[Your task]: Count the lines in the items below that contain the string "background". Give only the number.
+---+
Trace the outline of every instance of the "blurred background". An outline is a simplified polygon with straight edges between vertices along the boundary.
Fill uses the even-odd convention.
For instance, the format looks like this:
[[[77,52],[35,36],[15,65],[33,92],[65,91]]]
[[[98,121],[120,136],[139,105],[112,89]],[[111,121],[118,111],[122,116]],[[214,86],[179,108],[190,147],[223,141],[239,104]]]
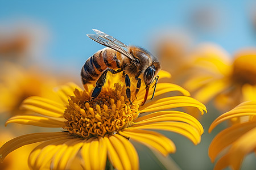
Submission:
[[[94,33],[92,28],[156,56],[169,53],[174,58],[162,65],[171,73],[186,60],[182,56],[199,44],[216,44],[230,56],[256,44],[253,1],[1,1],[0,4],[2,130],[12,127],[5,128],[4,122],[26,97],[43,96],[50,93],[48,88],[69,81],[82,86],[81,68],[104,48],[86,36]],[[31,88],[32,92],[27,90]],[[6,103],[6,99],[15,104]],[[168,135],[177,146],[171,156],[181,169],[213,168],[208,147],[218,130],[209,134],[208,128],[218,116],[210,114],[216,112],[212,108],[200,120],[205,133],[198,146],[180,135]],[[23,134],[15,131],[14,135]],[[142,169],[160,168],[141,153]],[[244,169],[256,165],[251,156],[244,162]]]

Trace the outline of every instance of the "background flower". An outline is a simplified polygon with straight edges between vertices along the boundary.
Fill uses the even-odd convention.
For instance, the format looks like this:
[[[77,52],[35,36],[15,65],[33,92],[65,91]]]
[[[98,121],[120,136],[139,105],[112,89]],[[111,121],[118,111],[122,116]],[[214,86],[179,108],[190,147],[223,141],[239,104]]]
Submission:
[[[232,169],[240,169],[246,155],[255,152],[255,116],[256,101],[246,101],[213,121],[209,129],[210,133],[217,125],[226,120],[246,117],[246,121],[223,130],[212,141],[209,147],[209,156],[212,162],[213,162],[217,156],[221,155],[214,169],[222,169],[226,167],[230,167]],[[247,118],[248,117],[249,119]]]

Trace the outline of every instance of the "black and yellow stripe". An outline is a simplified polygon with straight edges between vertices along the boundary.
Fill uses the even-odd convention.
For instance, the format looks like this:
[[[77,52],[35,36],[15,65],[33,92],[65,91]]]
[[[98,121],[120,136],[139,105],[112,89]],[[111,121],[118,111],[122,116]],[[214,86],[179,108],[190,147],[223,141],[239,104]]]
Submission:
[[[117,52],[106,48],[90,57],[82,67],[81,76],[84,84],[95,82],[108,67],[115,70],[119,68]]]

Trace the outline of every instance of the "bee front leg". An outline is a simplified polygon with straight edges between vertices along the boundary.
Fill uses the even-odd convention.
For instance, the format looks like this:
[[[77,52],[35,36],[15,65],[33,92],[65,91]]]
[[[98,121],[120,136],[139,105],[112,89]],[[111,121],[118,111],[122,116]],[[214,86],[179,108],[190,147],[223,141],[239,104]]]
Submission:
[[[130,104],[132,105],[133,103],[131,101],[131,90],[130,87],[131,87],[131,81],[130,81],[130,78],[127,74],[125,75],[125,85],[126,86],[126,96]]]
[[[138,82],[137,82],[137,88],[136,88],[136,91],[135,91],[135,97],[136,99],[137,99],[137,94],[139,92],[139,88],[141,88],[141,79],[140,78],[138,79]]]

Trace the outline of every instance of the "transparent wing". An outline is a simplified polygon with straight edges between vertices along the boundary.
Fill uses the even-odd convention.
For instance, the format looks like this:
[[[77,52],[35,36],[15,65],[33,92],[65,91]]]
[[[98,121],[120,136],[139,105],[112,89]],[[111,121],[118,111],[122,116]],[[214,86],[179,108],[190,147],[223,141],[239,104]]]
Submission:
[[[115,39],[112,36],[107,35],[99,30],[93,29],[96,34],[88,34],[87,36],[92,40],[100,43],[104,46],[111,48],[123,54],[131,60],[133,60],[133,57],[123,48],[127,48],[127,46]]]

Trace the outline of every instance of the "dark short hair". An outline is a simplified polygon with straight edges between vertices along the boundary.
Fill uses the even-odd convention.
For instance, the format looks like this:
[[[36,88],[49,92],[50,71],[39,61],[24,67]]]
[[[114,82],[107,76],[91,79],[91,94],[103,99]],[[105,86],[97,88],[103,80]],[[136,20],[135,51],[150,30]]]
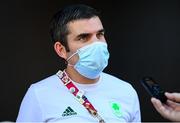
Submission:
[[[75,20],[89,19],[96,16],[99,17],[99,12],[90,6],[83,4],[66,6],[58,11],[51,20],[51,40],[54,43],[56,41],[60,41],[61,44],[65,46],[66,50],[69,51],[67,43],[67,35],[69,34],[69,30],[67,24]]]

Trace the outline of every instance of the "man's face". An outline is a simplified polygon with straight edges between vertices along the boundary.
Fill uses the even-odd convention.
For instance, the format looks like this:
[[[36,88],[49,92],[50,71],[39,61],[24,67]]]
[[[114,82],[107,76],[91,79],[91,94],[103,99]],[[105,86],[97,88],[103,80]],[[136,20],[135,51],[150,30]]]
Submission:
[[[70,50],[67,52],[67,57],[71,56],[77,49],[95,41],[106,42],[104,28],[99,17],[72,21],[67,26],[69,29],[67,43]],[[77,60],[78,56],[76,55],[69,62],[75,64]]]

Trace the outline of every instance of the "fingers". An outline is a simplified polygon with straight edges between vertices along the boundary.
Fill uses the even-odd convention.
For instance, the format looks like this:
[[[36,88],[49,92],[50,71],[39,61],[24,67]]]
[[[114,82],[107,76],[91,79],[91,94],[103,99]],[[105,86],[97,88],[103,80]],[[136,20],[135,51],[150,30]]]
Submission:
[[[151,102],[153,103],[155,109],[163,116],[163,117],[168,117],[169,115],[169,110],[163,106],[163,104],[160,102],[160,100],[156,98],[151,98]]]
[[[180,102],[180,93],[166,92],[165,95],[169,100],[172,100],[172,101],[175,101],[175,102]]]
[[[180,103],[176,103],[171,100],[167,100],[166,104],[176,111],[180,111]]]

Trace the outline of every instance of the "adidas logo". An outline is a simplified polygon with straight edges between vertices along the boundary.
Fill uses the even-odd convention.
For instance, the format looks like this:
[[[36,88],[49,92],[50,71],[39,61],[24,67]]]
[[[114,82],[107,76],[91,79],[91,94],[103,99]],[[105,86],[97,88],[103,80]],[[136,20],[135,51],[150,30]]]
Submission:
[[[66,110],[63,112],[62,116],[71,116],[71,115],[77,115],[77,113],[71,108],[67,107]]]

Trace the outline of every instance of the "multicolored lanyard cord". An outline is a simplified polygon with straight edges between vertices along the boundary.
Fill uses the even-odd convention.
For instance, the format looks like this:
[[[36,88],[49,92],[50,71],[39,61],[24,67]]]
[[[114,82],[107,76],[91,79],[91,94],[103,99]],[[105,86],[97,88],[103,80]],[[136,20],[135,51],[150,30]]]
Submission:
[[[68,90],[76,97],[78,102],[82,104],[88,112],[95,118],[99,120],[99,123],[105,123],[103,118],[98,114],[97,110],[93,107],[93,105],[89,102],[86,96],[84,96],[84,92],[79,90],[72,82],[72,80],[68,77],[65,71],[58,71],[56,74],[63,84],[68,88]]]

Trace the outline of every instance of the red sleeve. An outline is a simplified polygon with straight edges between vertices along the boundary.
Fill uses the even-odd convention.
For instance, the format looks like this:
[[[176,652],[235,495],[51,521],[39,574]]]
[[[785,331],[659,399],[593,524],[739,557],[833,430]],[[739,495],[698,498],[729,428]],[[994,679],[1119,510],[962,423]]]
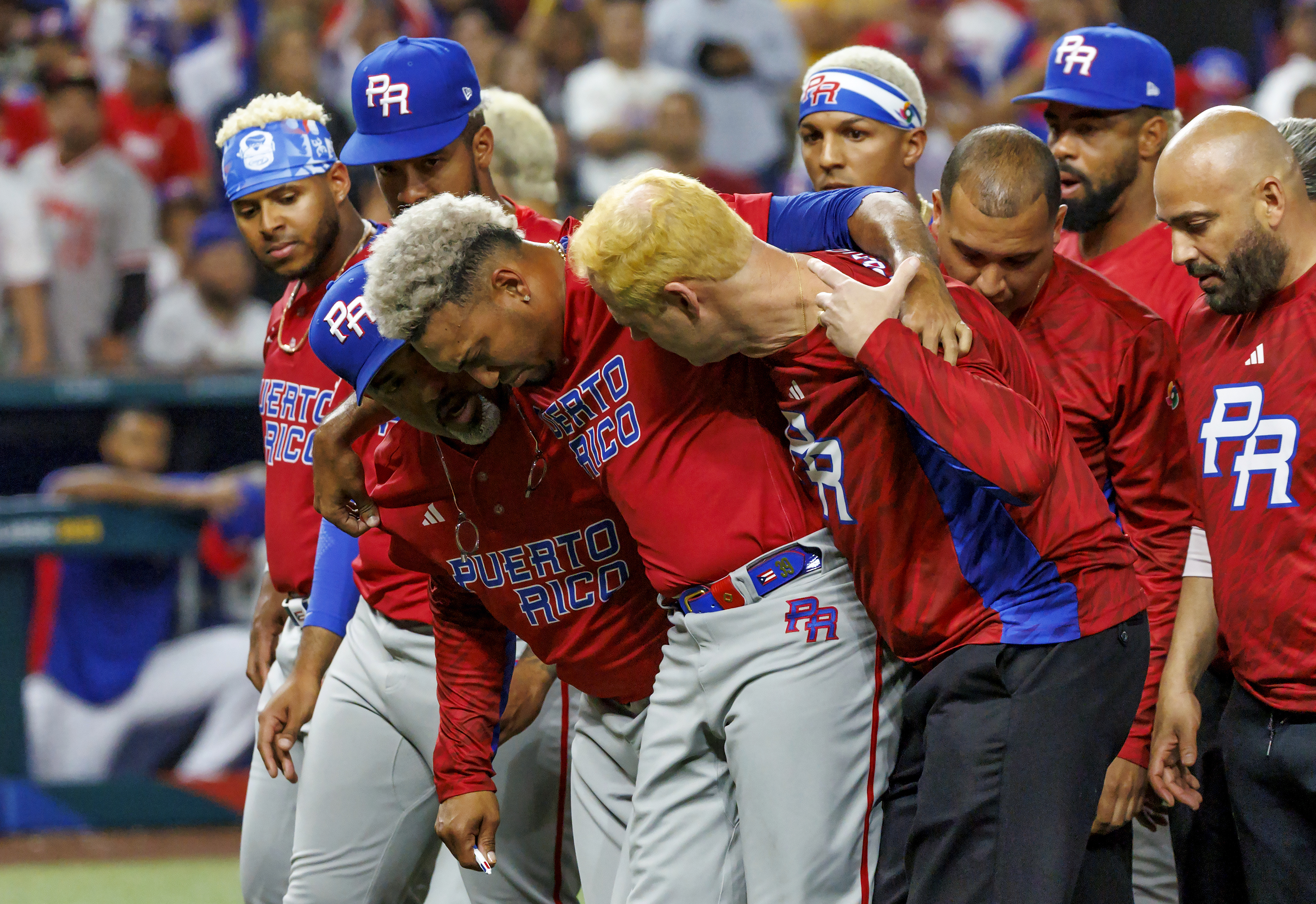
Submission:
[[[970,316],[963,304],[961,313]],[[1042,412],[1007,386],[984,351],[988,333],[979,322],[970,326],[974,349],[950,366],[899,320],[884,320],[858,363],[955,462],[1026,505],[1055,476],[1055,437]]]
[[[1144,767],[1192,528],[1192,465],[1178,372],[1170,326],[1155,320],[1137,336],[1120,366],[1120,411],[1105,450],[1115,509],[1138,554],[1138,583],[1148,595],[1148,680],[1120,750],[1121,758]]]
[[[508,630],[479,597],[450,579],[430,579],[429,599],[441,713],[434,788],[442,803],[472,791],[496,790],[494,729],[503,703]]]

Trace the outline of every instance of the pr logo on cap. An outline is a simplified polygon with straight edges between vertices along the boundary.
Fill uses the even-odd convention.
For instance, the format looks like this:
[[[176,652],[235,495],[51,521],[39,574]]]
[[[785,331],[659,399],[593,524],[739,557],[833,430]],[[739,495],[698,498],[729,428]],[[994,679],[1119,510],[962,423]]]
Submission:
[[[361,318],[365,317],[370,322],[375,322],[375,318],[366,311],[365,296],[358,295],[347,304],[342,303],[342,299],[333,303],[328,313],[324,316],[324,321],[329,324],[329,334],[333,336],[340,342],[347,341],[347,334],[342,332],[342,325],[347,324],[347,329],[357,334],[357,338],[366,338],[365,330],[361,329]]]
[[[1065,63],[1065,75],[1069,75],[1075,64],[1079,75],[1091,75],[1094,59],[1096,59],[1096,47],[1083,43],[1082,34],[1066,34],[1065,39],[1055,47],[1055,64]]]
[[[399,112],[405,116],[411,113],[411,108],[407,107],[407,95],[409,93],[411,86],[405,82],[390,82],[388,72],[371,75],[366,84],[366,107],[374,107],[375,97],[379,97],[379,105],[384,108],[384,116],[388,116],[388,108],[392,104],[397,104],[401,108]]]

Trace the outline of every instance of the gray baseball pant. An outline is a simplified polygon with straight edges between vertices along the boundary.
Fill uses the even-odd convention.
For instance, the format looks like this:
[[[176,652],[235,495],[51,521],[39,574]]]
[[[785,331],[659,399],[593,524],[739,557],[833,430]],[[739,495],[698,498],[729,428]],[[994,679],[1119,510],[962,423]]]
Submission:
[[[758,596],[742,567],[746,605],[671,617],[628,830],[630,904],[871,893],[875,803],[913,675],[879,643],[830,532],[797,543],[819,570]]]

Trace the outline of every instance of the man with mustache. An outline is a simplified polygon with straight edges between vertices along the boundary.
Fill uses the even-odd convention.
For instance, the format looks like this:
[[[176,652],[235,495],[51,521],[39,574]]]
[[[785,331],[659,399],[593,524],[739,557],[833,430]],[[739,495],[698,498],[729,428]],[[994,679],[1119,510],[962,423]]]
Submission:
[[[1170,51],[1120,25],[1080,28],[1051,47],[1042,91],[1015,103],[1046,104],[1069,207],[1055,250],[1152,308],[1178,336],[1200,291],[1170,262],[1170,230],[1157,222],[1152,196],[1157,159],[1183,124]]]
[[[1180,582],[1186,593],[1211,592],[1204,578],[1183,578],[1195,491],[1174,334],[1100,275],[1054,254],[1067,209],[1057,162],[1032,133],[1015,125],[969,133],[946,162],[933,207],[942,268],[1019,329],[1138,553],[1152,663],[1138,718],[1105,774],[1075,897],[1130,901],[1133,851],[1146,863],[1166,838],[1136,836],[1130,821],[1142,813],[1152,718]],[[1162,878],[1171,880],[1169,845],[1161,850]]]
[[[494,795],[495,767],[499,791],[508,782],[491,747],[503,740],[499,697],[515,632],[584,695],[571,743],[575,847],[569,837],[565,853],[575,854],[586,897],[607,903],[626,882],[622,838],[667,618],[621,515],[532,412],[463,374],[440,374],[370,317],[334,333],[336,305],[357,309],[365,282],[357,266],[334,283],[311,342],[358,395],[403,418],[368,450],[365,475],[391,558],[433,579],[438,699],[428,730],[440,836],[468,870],[476,847],[495,874],[526,868],[517,847],[495,854],[495,833],[507,841],[540,808],[524,799],[500,807]],[[445,424],[445,411],[470,404],[482,412],[478,433]],[[563,891],[575,895],[570,882]]]
[[[428,578],[393,566],[383,534],[363,537],[358,546],[312,509],[315,433],[350,393],[316,358],[308,332],[326,286],[370,253],[382,228],[362,220],[347,200],[347,171],[334,158],[324,112],[304,97],[263,95],[226,118],[216,141],[247,245],[293,280],[271,312],[261,393],[270,574],[253,624],[249,674],[267,690],[243,811],[243,897],[261,904],[391,901],[404,892],[424,895],[426,886],[436,900],[462,896],[455,870],[430,880],[440,853],[430,829],[438,803],[429,750],[418,747],[432,745],[411,741],[434,700],[424,691],[426,682],[433,687]],[[453,412],[449,426],[471,429],[472,417],[468,409]],[[391,665],[384,670],[380,663]],[[382,693],[390,678],[405,674],[418,680],[401,682],[404,692]],[[545,693],[551,680],[538,676]],[[303,757],[325,684],[315,720],[318,743]],[[559,711],[557,728],[542,726],[554,742],[562,716]],[[550,800],[561,787],[557,761],[553,766],[541,783]],[[345,809],[355,818],[342,818]],[[526,840],[526,854],[517,858],[522,871],[505,870],[478,886],[476,900],[494,900],[499,890],[553,899],[555,845],[551,833],[537,838],[538,828],[520,833]],[[533,880],[513,884],[534,875],[529,866],[538,859],[550,865],[547,879],[538,887]]]
[[[575,225],[538,245],[486,199],[430,199],[376,249],[366,307],[437,368],[533,404],[546,442],[621,511],[665,597],[629,901],[857,904],[907,678],[792,474],[766,375],[746,361],[696,371],[628,333],[566,268]]]
[[[1183,329],[1215,600],[1180,603],[1161,682],[1150,779],[1202,803],[1194,688],[1223,637],[1238,686],[1220,720],[1248,896],[1316,897],[1316,209],[1279,132],[1221,107],[1170,142],[1157,216],[1205,297]]]

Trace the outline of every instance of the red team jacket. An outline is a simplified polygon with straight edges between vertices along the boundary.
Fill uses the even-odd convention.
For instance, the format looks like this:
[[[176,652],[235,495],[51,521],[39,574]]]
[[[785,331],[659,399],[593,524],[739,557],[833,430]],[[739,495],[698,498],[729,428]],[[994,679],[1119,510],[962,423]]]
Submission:
[[[1079,250],[1078,233],[1063,233],[1055,251],[1095,270],[1152,308],[1177,337],[1183,332],[1188,309],[1202,295],[1198,280],[1170,259],[1170,226],[1163,222],[1088,261]]]
[[[1216,612],[1234,678],[1275,709],[1316,711],[1316,268],[1257,313],[1199,301],[1183,396],[1202,479]]]
[[[534,438],[511,407],[488,443],[445,442],[442,459],[437,437],[395,424],[367,474],[393,561],[434,578],[441,800],[494,790],[508,630],[563,682],[620,703],[649,696],[662,659],[667,617],[620,513],[570,450],[530,424],[544,434],[547,471],[529,497]],[[458,507],[479,528],[468,558],[457,546]],[[462,537],[470,549],[474,530]]]
[[[370,242],[343,268],[368,254]],[[313,505],[311,471],[316,428],[351,395],[351,387],[325,367],[305,341],[326,286],[307,288],[300,282],[290,283],[270,311],[265,337],[259,400],[265,428],[265,545],[270,580],[278,591],[292,596],[311,592],[316,567],[320,515]],[[295,299],[291,297],[293,289],[297,291]],[[280,324],[283,345],[296,343],[291,354],[279,347]],[[378,436],[368,441],[374,442]],[[365,451],[366,446],[363,441],[359,449]],[[362,536],[353,571],[361,595],[384,615],[408,621],[429,620],[428,578],[405,572],[390,562],[388,538],[380,532]]]
[[[867,255],[816,257],[886,282]],[[974,330],[954,367],[898,320],[858,362],[822,328],[765,359],[859,597],[923,670],[966,643],[1069,641],[1146,609],[1133,550],[1019,333],[950,286]]]
[[[1142,705],[1120,755],[1145,767],[1196,492],[1178,346],[1152,311],[1059,255],[1037,300],[1011,321],[1055,389],[1070,436],[1138,554],[1152,658]]]
[[[570,270],[566,280],[562,363],[517,395],[621,511],[661,593],[824,526],[792,474],[761,364],[734,355],[696,368],[636,341]]]

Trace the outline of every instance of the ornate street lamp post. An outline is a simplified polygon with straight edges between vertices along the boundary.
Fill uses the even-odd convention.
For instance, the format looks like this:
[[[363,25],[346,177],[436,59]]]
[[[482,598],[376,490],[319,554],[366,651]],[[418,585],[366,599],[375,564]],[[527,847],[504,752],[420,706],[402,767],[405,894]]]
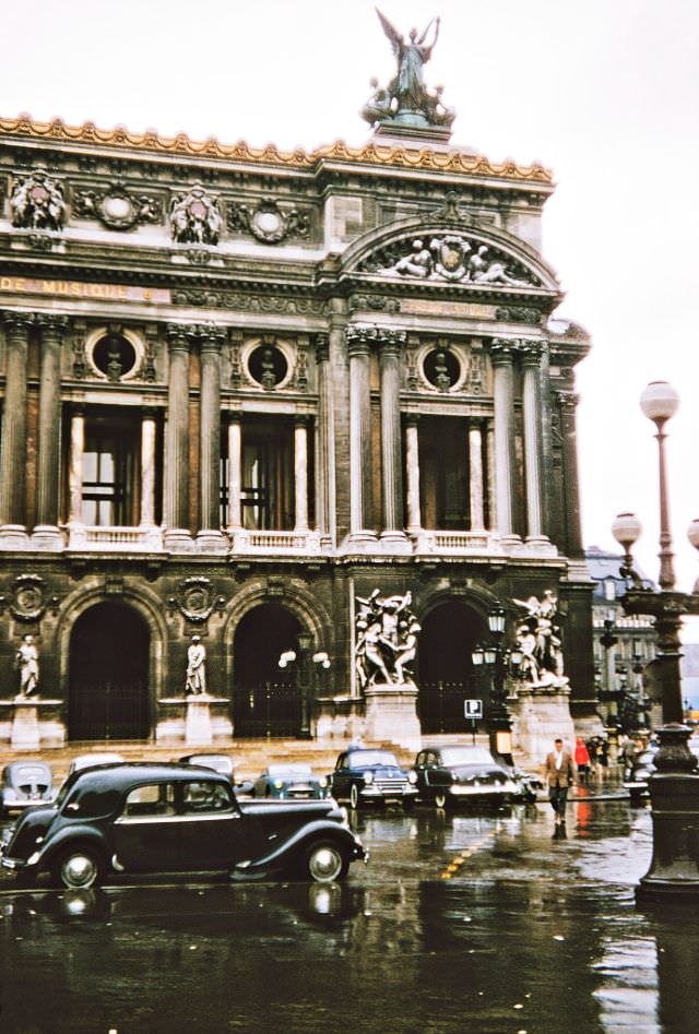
+---+
[Response to the exercise]: 2